__What this task involves__.
Every entry below must be repeated exactly; skip the pictures.

*** Begin section ***

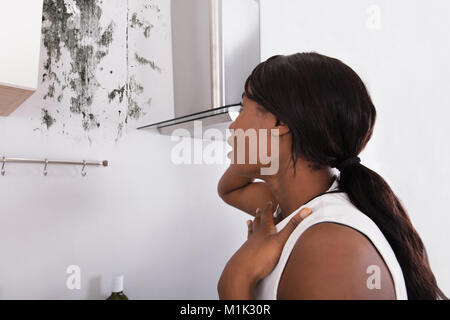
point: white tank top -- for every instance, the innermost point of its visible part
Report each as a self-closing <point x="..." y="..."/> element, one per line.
<point x="332" y="207"/>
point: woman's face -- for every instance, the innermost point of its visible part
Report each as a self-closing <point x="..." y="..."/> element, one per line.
<point x="254" y="140"/>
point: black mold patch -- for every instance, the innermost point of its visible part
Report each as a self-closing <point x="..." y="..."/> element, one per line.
<point x="143" y="61"/>
<point x="73" y="30"/>
<point x="144" y="25"/>
<point x="46" y="118"/>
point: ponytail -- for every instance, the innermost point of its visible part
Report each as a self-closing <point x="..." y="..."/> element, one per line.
<point x="370" y="193"/>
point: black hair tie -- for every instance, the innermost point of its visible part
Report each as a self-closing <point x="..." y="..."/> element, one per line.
<point x="347" y="163"/>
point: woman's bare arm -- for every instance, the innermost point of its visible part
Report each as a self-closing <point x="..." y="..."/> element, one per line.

*** End section ***

__Answer to this exercise__.
point: white tank top -- for every instance, the innermost point of its visible part
Report each as a self-closing <point x="..." y="..."/> element, one per line.
<point x="332" y="207"/>
point: woman's face -- for every instance, the innermost point of its visible part
Report each as a self-closing <point x="..." y="..."/> element, one per line.
<point x="254" y="140"/>
point: black mold patch -- for every instance, the innermost point of its visible part
Report each as a self-closing <point x="..." y="..."/> element, one per line.
<point x="143" y="61"/>
<point x="73" y="30"/>
<point x="144" y="25"/>
<point x="46" y="118"/>
point: ponytail -- for every instance, the innermost point of its visible part
Report each as a self-closing <point x="..." y="..."/> element, one per line.
<point x="370" y="193"/>
point: black hair tie -- for every instance, the innermost point of its visible part
Report each as a self-closing <point x="..." y="..."/> element, one per line.
<point x="347" y="163"/>
point: woman's bare arm -- for every instance, the innermost point of its visible part
Report each as a self-closing <point x="..." y="..."/> element, one per line.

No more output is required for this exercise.